[Task input Boundary: Start]
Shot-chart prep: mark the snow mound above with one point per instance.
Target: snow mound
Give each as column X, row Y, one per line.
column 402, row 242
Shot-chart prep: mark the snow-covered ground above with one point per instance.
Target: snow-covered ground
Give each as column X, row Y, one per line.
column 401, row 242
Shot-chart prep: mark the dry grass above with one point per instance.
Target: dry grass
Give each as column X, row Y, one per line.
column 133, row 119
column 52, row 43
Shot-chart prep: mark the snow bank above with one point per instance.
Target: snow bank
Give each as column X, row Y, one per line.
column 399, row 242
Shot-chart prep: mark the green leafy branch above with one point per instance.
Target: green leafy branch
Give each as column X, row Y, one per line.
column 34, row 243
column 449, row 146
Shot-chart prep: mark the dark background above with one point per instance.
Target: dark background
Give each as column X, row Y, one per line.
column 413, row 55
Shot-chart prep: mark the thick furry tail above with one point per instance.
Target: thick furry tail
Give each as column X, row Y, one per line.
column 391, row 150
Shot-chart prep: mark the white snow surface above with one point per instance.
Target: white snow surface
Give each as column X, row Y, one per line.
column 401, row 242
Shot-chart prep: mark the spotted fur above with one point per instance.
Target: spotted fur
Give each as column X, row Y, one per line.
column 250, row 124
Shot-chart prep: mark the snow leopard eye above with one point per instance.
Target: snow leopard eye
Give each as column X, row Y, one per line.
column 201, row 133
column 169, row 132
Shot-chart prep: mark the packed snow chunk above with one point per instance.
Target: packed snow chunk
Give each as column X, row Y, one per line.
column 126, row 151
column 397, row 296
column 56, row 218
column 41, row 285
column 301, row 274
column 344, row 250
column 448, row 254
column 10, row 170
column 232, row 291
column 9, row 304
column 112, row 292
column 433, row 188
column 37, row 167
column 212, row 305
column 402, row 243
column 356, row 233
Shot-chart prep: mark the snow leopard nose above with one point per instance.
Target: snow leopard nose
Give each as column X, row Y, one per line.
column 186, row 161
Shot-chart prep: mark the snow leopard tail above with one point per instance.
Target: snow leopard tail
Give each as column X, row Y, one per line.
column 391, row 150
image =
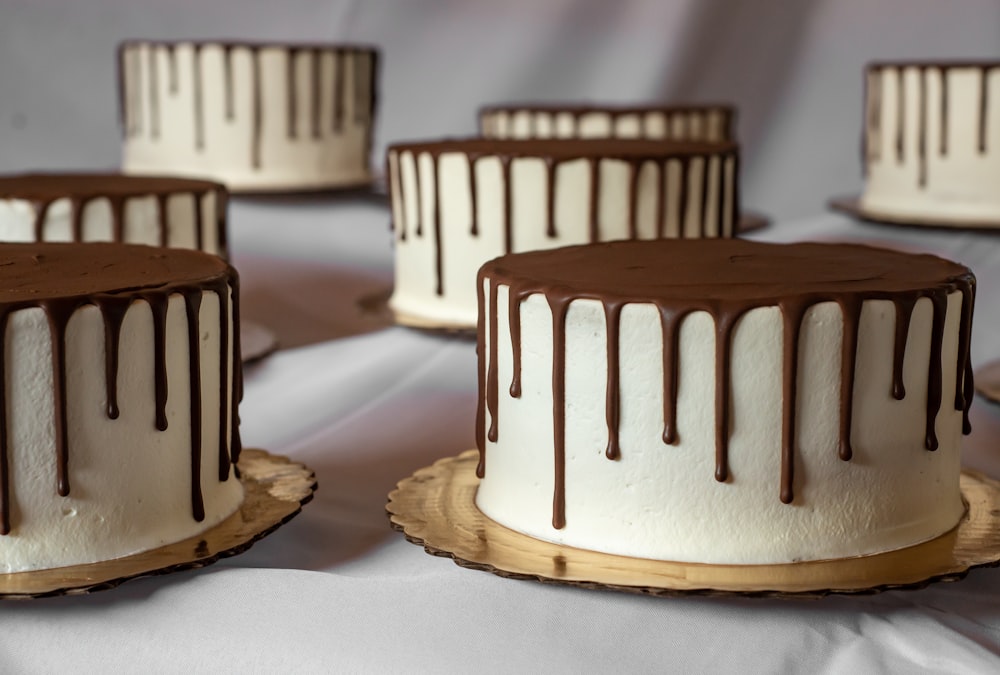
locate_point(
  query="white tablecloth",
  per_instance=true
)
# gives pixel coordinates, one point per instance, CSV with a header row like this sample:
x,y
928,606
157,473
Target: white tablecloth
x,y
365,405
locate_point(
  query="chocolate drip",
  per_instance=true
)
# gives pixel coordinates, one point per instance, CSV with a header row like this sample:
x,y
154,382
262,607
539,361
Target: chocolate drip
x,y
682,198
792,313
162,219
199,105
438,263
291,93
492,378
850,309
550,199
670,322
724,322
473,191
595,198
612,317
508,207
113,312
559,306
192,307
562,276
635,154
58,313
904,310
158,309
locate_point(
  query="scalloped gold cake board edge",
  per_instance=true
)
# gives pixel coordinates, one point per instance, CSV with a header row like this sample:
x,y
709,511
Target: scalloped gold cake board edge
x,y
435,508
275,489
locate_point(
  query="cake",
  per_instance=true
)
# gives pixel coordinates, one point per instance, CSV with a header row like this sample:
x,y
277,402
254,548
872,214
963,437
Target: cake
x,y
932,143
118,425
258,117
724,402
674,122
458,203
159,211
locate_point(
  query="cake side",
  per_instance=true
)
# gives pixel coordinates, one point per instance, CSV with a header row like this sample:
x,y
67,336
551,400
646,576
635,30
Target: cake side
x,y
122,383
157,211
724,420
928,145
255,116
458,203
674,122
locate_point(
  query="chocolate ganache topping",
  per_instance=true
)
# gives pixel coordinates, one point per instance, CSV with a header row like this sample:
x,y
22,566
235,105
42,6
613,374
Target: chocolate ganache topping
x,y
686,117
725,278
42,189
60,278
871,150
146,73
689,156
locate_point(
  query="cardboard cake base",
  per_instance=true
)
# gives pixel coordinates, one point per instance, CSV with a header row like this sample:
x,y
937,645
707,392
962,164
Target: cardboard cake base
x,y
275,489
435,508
[Task input Boundary: End]
[Task input Boundary: Start]
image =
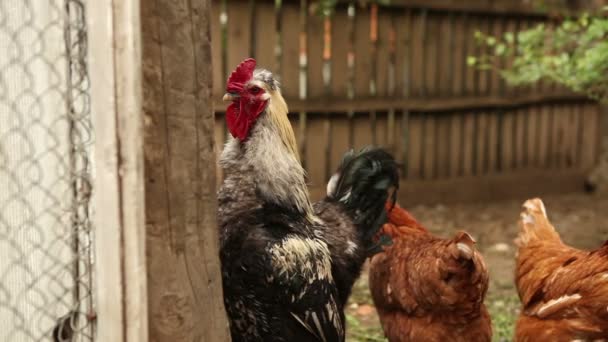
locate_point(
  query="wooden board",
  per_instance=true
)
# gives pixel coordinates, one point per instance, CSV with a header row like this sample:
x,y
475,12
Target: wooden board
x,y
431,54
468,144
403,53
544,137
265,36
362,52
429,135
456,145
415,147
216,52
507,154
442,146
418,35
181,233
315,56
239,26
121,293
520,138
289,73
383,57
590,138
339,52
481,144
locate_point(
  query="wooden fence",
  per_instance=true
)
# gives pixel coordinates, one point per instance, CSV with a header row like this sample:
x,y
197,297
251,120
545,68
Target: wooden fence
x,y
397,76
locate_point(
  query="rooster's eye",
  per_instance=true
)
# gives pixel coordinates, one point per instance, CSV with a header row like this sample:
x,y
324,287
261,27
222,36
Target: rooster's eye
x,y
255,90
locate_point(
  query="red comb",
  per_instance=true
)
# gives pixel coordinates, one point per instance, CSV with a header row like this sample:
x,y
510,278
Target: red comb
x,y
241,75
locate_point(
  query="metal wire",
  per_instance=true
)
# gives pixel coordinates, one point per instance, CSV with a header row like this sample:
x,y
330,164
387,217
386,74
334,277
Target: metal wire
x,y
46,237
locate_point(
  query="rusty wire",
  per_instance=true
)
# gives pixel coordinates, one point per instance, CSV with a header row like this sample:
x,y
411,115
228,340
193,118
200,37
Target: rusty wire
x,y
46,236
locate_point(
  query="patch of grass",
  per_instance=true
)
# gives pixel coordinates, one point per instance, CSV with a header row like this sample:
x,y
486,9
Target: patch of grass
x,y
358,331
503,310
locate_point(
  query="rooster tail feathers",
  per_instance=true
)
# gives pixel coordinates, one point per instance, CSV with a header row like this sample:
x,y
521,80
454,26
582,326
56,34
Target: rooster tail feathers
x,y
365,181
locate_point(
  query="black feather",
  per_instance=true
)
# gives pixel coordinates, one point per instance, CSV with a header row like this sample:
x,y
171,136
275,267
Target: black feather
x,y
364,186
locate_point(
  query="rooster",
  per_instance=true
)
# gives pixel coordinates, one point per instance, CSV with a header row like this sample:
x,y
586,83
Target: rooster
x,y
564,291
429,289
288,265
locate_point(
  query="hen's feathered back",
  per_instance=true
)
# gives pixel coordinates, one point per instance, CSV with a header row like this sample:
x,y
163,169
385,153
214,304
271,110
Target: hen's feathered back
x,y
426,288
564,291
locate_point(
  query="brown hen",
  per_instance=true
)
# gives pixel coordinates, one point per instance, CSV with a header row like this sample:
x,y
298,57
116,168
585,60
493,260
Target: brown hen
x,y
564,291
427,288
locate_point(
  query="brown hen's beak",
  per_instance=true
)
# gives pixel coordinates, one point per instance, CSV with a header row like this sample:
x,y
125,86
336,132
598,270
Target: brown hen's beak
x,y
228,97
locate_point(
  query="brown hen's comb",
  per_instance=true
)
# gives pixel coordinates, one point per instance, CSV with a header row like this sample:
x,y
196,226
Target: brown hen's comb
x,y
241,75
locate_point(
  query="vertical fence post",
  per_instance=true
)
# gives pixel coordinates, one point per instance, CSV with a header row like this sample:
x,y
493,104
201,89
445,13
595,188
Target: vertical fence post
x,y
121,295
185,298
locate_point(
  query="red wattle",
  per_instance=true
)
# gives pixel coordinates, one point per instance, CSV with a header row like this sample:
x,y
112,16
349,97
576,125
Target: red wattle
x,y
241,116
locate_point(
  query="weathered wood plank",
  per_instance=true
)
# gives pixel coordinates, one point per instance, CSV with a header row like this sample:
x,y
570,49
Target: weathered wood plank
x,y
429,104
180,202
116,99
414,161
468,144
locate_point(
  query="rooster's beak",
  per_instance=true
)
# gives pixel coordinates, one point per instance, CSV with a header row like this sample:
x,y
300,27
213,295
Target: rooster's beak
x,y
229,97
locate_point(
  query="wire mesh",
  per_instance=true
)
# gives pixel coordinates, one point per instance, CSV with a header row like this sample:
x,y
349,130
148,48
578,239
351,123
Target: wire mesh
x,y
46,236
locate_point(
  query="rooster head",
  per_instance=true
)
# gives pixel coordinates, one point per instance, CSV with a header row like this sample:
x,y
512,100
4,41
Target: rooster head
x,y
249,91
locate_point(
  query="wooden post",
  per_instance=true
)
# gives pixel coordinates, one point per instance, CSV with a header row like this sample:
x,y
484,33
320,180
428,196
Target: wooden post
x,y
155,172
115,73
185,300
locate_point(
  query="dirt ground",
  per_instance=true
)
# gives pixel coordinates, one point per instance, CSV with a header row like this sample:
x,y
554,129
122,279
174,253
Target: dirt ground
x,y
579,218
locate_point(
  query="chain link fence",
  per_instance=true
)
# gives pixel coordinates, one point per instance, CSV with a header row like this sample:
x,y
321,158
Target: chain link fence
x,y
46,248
[Task input Boundary: End]
Your assignment: Locate the word "leopard" in the entries, and copy every line where it is found.

Solution to this problem:
Shot-chart prep: mark the snow leopard eye above with one point per instance.
Target: snow leopard eye
Shot-chart prep: mark the snow leopard nose above with one point per instance.
Target: snow leopard nose
Shot-chart prep: mark the snow leopard tail above with one point per instance.
Target: snow leopard tail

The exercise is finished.